**Tasks for this exercise:**
- a) According to the libel excerpt, when may the truth of the matters charged amount to a defence on a defamatory libel indictment under the 1843 Act?
- b) Render this sentence from the libel excerpt in Spanish: "Drops of water, in long and continued succession, will wear out adamant."

The committee divided on the question that the clause as amended stand part of the bill. Ayes 30: Noes 38; Majority 8. . . . Clause struck out.

879. STATUTES OF THE UNITED KINGDOM OF GREAT BRITAIN AND IRELAND (Stats. at Large, vol. 35, p. 649.) 1843, 6 & 7 Vict, c. 96, An Act to Amend the Law respecting Defamatory Words and Libels. § 6. . . On the trial of any indictment or information for a defamatory libel, the defendant having pleaded such plea as hereinafter mentioned, the truth of the matters charged may be inquired into, but shall not amount to a defence, unless it was for the public benefit that the said matters charged should be published.

880. ALEXANDER HAMILTON. Argument for the Defence in People v. Croswell. (Prosecution for a libel on Thomas Jefferson, President of the United States. 1804. Works, VII, 339). . . . The liberty of the press consists, in my idea, in publishing the truth, from good motives and for justifiable ends, though it reflect on the government, on magistrates, or individuals. . . . In speaking thus for the freedom of the press, I do not say there ought to be an unbridled license; or that the characters of men who are good will naturally tend eternally to support themselves. I do not stand here to say that no shackles are to be laid on this license. I consider this spirit of abuse and calumny as the pest of society. I know the best of mer are not exempt from the attacks of slander. Though it pleased God to bless us with the first of characters, [Washington], and though it has pleased God to take him from us and this band of calumniators, I say that falsehood eternally repeated would have affected even his name. Drops of water, in long and continued succession, will wear out adamant. This, therefore, cannot be endured. It would be to put the best and the worst on the same level. I contend for the liberty of publishing truth,

with good motives and for justifiable ends, even though it reflect on government, magistrates, or private persons. I contend for it under the restraint of our tribunals. When this is exceeded, let them interpose and punish. . . .

**Material:**
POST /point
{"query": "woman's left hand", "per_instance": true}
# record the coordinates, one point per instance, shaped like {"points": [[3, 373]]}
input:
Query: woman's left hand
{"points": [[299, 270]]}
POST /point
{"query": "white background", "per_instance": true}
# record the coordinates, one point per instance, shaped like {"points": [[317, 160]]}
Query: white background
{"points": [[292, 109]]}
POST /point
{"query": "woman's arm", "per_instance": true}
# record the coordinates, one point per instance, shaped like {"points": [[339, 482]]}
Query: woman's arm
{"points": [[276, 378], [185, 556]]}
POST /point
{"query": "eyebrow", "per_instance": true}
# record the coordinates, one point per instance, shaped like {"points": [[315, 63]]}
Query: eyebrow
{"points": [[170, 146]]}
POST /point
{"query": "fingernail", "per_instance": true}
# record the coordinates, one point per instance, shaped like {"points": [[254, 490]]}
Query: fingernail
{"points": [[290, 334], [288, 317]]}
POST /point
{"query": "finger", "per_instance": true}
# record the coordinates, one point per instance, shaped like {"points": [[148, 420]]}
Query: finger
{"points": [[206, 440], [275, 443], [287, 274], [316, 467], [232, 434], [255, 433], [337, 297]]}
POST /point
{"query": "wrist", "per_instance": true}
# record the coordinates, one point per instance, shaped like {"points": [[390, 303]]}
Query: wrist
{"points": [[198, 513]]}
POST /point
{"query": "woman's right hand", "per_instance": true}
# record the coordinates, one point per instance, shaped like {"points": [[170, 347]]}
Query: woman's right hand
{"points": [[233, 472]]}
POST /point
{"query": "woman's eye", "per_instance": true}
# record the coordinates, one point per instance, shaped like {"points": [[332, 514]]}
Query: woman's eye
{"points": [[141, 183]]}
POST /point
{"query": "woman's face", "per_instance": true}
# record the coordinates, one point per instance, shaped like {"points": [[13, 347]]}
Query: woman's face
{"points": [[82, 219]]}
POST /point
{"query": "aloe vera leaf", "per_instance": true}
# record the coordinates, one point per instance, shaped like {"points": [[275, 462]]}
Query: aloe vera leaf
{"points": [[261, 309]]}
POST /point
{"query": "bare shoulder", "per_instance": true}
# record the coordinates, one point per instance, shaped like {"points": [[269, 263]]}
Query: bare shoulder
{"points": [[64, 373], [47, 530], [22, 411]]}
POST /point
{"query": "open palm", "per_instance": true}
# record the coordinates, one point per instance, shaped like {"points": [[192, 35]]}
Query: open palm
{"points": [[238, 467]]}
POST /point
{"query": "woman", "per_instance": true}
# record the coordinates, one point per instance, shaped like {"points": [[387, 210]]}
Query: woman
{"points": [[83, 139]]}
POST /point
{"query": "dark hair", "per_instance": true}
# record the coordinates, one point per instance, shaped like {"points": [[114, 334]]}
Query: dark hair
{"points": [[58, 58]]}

---

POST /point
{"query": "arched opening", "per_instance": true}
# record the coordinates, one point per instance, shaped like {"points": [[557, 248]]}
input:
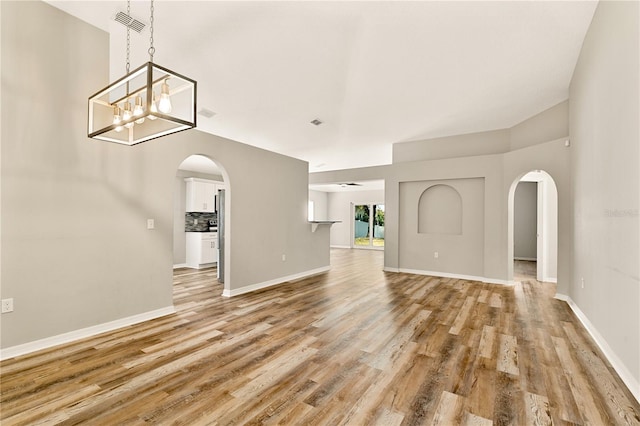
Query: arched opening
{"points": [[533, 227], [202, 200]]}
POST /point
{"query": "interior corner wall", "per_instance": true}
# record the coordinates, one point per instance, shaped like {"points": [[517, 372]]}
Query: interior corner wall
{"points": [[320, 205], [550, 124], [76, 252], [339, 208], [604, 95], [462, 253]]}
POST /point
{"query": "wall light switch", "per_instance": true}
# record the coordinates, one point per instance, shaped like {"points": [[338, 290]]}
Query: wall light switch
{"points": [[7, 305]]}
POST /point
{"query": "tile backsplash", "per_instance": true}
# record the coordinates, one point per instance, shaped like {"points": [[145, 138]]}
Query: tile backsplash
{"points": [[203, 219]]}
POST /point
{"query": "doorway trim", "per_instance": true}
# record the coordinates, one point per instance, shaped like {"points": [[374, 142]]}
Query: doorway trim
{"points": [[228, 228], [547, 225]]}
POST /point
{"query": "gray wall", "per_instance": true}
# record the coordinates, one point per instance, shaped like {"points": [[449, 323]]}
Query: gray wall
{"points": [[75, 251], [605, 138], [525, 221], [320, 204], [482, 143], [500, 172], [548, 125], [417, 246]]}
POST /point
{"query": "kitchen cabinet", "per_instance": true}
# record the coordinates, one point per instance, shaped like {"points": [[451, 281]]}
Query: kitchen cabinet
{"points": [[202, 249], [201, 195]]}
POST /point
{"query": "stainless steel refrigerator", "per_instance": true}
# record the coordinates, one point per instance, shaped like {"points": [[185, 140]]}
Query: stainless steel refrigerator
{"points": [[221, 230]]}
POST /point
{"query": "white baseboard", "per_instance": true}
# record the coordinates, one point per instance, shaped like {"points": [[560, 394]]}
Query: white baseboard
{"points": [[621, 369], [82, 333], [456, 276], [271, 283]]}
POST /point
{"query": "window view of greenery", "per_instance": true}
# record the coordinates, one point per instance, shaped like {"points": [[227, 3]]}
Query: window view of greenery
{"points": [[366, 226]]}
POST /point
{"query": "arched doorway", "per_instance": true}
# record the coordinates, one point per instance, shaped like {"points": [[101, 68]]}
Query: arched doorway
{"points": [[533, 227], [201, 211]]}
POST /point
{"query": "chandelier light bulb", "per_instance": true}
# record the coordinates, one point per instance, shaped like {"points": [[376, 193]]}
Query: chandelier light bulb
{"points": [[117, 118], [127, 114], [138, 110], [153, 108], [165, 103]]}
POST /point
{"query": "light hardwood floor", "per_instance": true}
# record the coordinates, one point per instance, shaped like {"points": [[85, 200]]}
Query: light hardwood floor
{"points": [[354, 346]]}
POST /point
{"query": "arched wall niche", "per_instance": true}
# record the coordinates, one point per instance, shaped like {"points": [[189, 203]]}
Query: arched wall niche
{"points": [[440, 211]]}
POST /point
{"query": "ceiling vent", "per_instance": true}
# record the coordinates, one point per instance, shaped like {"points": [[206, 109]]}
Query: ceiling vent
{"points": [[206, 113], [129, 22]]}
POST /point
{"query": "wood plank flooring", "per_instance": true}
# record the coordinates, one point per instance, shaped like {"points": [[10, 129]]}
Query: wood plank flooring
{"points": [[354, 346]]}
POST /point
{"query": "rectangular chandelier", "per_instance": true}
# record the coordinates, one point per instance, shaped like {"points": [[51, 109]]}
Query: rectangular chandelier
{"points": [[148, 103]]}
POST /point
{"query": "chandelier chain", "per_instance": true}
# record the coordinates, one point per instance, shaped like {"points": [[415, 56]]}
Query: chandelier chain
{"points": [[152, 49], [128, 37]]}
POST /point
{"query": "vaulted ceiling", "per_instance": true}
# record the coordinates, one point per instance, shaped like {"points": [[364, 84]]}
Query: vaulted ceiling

**Solutions to the tasks:**
- a) Only if it was for the public benefit that the matters charged should be published.

- b) Las gotas de agua, en larga y continuada sucesión, desgastarán el adamante.